◆ Supplied text
The other side of that coin is borrowers and that flip side is truly, exactly the opposite. Borrowers actually get paid to borrow money. Sounds crazy doesn’t it? I take out a mortgage on a house and the bank pays me? Seems like a slam dunk thing to do but the reason people are reluctant to do that in a deflationary environment is that the asset you buy could be falling in value faster than what you are paying. Again, the purpose of the negative interest rate is to encourage spending and / or investing to move the economy forward.
Interest rates (the cost of money) is the most powerful tool Central Banks around the world have to heat up or cool economic growth; inflate or deflate. The current trend of negative interest rates is to ward off deflation. The whole world experienced deflation throughout the 30’s. Modern day Japan knows all about deflation. They have been trying to turn their deflation environment around for almost 30 years. They had real estate prices falling by 70% through to 2002. Since that time they have finally just come back up to where they were in 1989.
That is what the tool of negative interest rates is used to avoid; a deflationary environment. Trump even Tweeted about a month ago that the Federal Reserve (the US Central Bank) should lower interest rates “to zero, or less”.

◆ Task requirements
Carry on the passage about negative interest rates, picking up after its final sentence.

Point annotation dataset records:

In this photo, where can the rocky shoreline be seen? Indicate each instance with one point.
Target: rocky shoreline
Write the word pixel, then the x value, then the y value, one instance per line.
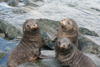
pixel 49 28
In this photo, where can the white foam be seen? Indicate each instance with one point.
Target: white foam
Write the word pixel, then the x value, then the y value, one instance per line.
pixel 5 5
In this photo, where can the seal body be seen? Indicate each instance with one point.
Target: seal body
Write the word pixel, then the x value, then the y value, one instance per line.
pixel 70 56
pixel 69 29
pixel 29 47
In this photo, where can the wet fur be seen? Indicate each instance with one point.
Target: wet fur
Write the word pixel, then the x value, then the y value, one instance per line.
pixel 71 34
pixel 27 50
pixel 74 58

◆ Answer to the task
I remember a Portfolio Strategist, who I followed closely in the early / mid 90’s and advised on the economic big picture for tens of billions of investment dollars. His thesis was that interest rates would go lower than what we had ever seen in history. Over almost 30 years, his thesis played out. More recently, another portfolio management team leader who oversees approximately $70 billion of investment assets (my client’s included in that) has been saying for the past 10 years that the debt the world has accumulated through a borrowing binge, will take decades to unwind. It’s been 1 decade so far.
So what do you do with all of that? The best way to not only survive but thrive in a very slow growing economy is to invest in a global portfolio of businesses. These business must have:
1) Consistent earnings which have risen over time.
2) A “moat”. I’m not talking a deep ring of water around it but rather a unique product or service that is really hard to compete against and because of that, can raise its prices more than what anyone else can, for their product or service.
3) A bullet proof balance sheet.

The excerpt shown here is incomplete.